**HOW TO COMPLETE THIS TASK**
What's needed is a word-for-word retyping of the entries below, pictures omitted.

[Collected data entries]
___

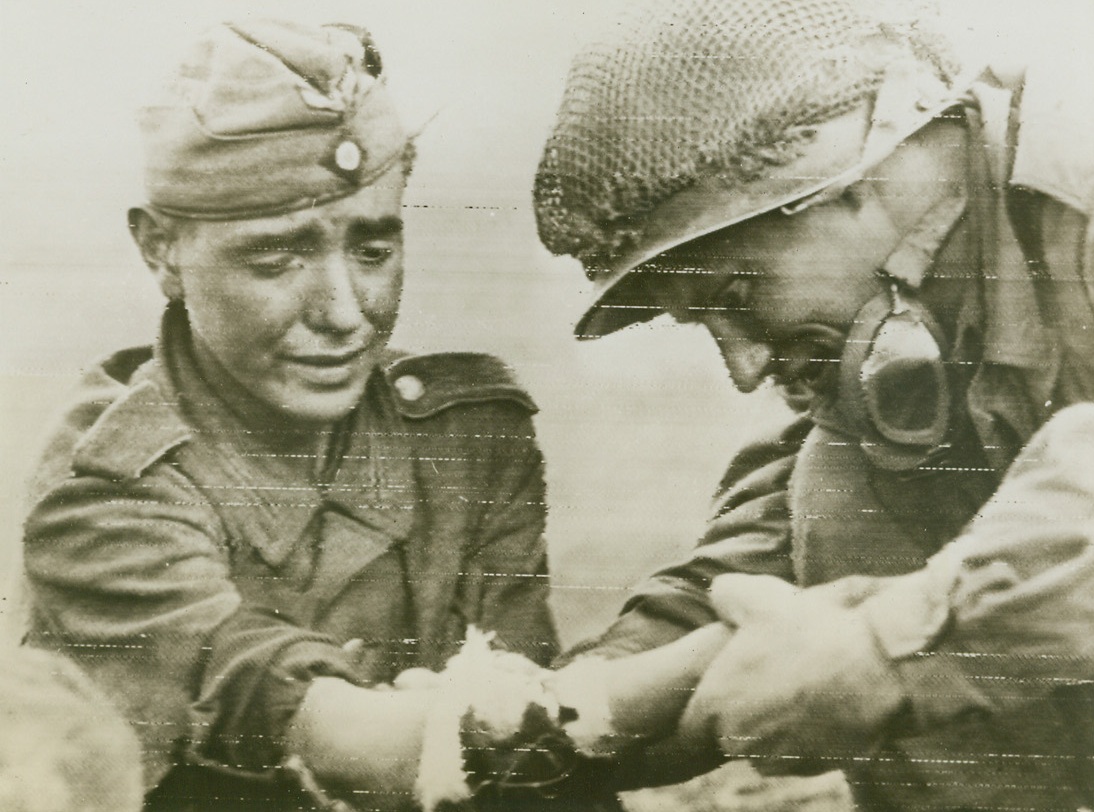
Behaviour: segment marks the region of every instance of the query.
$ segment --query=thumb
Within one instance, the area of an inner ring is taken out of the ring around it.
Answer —
[[[770,621],[790,612],[801,590],[774,575],[719,575],[710,585],[710,603],[731,626]]]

___

**REPLY**
Behaviour: segment marks the region of every instance of the query.
$ segment --query=thumb
Within one instance, the area of an inner ring is taken out of the ring around it.
Answer —
[[[770,621],[790,612],[801,590],[774,575],[719,575],[710,585],[710,603],[731,626]]]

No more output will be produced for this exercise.